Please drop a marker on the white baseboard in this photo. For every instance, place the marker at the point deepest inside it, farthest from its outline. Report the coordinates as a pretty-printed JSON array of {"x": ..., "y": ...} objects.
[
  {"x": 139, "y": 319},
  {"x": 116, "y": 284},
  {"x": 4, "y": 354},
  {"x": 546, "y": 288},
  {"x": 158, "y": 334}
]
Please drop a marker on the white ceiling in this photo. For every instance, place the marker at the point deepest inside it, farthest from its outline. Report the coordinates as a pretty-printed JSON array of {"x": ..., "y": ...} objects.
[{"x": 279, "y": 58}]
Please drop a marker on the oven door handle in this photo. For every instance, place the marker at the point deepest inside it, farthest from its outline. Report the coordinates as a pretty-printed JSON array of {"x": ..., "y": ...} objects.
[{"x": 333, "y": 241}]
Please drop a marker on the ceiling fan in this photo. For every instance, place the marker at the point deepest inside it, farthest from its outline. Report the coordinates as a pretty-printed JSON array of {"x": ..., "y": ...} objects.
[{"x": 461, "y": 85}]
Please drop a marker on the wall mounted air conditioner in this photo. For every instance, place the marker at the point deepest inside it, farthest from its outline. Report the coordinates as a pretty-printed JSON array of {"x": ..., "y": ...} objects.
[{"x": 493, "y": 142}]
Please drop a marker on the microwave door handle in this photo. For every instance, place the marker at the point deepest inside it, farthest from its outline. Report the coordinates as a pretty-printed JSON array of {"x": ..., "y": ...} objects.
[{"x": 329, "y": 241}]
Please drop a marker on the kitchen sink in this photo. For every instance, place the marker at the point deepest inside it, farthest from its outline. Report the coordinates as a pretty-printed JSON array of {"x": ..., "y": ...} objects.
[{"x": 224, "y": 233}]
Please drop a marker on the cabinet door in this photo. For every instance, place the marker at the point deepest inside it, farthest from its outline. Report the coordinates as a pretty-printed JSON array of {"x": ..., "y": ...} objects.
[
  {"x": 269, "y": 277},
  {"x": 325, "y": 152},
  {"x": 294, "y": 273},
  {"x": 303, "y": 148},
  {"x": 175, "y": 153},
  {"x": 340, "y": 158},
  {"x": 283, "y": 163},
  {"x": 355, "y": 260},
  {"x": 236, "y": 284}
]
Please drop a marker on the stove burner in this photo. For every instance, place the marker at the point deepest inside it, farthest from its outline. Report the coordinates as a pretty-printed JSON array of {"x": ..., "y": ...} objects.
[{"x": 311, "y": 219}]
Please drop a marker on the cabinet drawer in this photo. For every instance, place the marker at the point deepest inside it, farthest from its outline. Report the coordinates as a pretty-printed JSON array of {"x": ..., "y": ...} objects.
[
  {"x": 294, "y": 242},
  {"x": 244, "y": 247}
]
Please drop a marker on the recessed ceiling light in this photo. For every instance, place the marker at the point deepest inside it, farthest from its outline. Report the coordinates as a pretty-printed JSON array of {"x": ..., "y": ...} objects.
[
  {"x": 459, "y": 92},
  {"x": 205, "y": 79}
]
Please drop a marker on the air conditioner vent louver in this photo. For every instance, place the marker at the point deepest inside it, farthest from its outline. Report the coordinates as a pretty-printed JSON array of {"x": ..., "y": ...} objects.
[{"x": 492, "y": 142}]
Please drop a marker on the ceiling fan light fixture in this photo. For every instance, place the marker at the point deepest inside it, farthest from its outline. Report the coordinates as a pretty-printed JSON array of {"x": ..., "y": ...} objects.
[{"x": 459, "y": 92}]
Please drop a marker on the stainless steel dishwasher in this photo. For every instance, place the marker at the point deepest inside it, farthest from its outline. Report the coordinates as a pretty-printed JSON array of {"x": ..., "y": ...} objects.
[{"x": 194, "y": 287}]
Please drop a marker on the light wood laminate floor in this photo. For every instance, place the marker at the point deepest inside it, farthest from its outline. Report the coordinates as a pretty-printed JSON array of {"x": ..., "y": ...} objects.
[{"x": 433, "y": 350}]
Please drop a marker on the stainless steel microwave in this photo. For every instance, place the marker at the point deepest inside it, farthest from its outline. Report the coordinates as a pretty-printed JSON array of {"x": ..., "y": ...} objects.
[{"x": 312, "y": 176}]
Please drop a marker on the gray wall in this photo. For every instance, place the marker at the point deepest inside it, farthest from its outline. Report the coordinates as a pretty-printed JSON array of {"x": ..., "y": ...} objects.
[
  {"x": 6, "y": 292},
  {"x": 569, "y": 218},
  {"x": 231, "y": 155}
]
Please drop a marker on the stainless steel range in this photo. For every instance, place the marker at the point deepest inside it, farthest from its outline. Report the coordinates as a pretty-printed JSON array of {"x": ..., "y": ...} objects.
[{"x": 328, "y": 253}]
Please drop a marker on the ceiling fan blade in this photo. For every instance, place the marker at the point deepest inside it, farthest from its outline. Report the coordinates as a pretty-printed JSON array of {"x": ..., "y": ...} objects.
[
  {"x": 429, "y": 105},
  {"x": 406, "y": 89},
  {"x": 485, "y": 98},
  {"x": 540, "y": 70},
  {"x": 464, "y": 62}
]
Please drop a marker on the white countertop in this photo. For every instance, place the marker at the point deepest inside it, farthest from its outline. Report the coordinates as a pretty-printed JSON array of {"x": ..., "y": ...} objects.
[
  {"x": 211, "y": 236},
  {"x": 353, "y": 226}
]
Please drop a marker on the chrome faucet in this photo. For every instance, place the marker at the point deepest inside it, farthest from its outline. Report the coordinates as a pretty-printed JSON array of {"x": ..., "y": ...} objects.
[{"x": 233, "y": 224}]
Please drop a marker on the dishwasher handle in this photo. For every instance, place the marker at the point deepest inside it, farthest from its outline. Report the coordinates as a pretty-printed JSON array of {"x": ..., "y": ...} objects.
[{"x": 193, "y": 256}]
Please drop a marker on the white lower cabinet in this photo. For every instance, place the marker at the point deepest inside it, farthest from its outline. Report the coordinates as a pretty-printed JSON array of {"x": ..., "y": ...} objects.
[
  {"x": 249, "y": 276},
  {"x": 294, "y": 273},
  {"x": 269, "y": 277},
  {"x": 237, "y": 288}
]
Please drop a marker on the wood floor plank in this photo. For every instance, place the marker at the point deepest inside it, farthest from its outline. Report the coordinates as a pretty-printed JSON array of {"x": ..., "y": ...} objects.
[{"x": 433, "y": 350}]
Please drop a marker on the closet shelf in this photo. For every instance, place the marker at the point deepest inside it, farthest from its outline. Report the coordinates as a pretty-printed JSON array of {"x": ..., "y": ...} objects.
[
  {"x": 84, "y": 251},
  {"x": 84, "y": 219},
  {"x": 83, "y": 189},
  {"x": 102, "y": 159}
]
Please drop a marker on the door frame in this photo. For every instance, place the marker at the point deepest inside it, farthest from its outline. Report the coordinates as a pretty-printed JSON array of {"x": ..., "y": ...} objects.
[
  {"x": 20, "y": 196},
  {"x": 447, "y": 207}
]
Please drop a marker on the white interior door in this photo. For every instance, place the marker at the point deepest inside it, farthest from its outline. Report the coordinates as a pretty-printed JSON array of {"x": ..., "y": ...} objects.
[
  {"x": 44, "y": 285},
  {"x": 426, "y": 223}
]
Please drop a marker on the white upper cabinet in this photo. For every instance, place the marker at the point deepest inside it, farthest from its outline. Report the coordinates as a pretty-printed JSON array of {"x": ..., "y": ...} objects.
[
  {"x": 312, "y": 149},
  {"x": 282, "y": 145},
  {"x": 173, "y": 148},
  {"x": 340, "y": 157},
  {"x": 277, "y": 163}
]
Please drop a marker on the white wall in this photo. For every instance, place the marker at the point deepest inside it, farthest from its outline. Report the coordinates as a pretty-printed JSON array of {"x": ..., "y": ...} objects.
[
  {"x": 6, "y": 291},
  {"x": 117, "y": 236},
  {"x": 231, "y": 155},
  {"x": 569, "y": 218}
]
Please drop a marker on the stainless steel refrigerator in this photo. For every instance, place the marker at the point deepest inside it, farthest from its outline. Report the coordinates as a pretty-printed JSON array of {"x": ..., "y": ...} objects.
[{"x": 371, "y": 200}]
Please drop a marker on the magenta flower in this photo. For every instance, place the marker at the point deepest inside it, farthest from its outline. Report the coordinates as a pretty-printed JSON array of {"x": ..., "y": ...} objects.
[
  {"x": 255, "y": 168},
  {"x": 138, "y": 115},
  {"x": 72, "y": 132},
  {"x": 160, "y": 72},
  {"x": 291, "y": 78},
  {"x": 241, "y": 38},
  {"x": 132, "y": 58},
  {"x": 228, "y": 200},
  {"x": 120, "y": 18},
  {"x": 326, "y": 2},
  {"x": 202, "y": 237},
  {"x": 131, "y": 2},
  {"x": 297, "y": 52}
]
-*-
Exercise instructions: Write out, exactly as they appear, the lines from the one containing "Please drop a marker on the white wall" through the last line of the records above, both included, and nothing more.

Result of the task:
Please drop a marker on the white wall in this photo. For every instance, place the marker at the point deepest inside it, farthest from its outline. Report the coordinates as a pretty-printed JSON array of {"x": ..., "y": ...} objects.
[
  {"x": 6, "y": 291},
  {"x": 117, "y": 236},
  {"x": 231, "y": 155},
  {"x": 569, "y": 218}
]
Please drop a marker on the stainless steel refrigerator in this photo. For every instance, place the marker at the point deepest inside it, farthest from its outline. Report the coordinates as a pretty-printed JSON array of {"x": ..., "y": ...} objects.
[{"x": 371, "y": 200}]
Please drop a marker on the magenta flower in this photo. For every instance, place the marker at the point deepest inside it, farthest from its outline. Report the coordinates as a pretty-printed JSON array of {"x": ..., "y": ...} objects.
[
  {"x": 255, "y": 168},
  {"x": 138, "y": 115},
  {"x": 72, "y": 132},
  {"x": 160, "y": 72},
  {"x": 291, "y": 78},
  {"x": 241, "y": 38},
  {"x": 132, "y": 58},
  {"x": 228, "y": 200},
  {"x": 120, "y": 18},
  {"x": 326, "y": 2},
  {"x": 202, "y": 237},
  {"x": 131, "y": 2},
  {"x": 297, "y": 52}
]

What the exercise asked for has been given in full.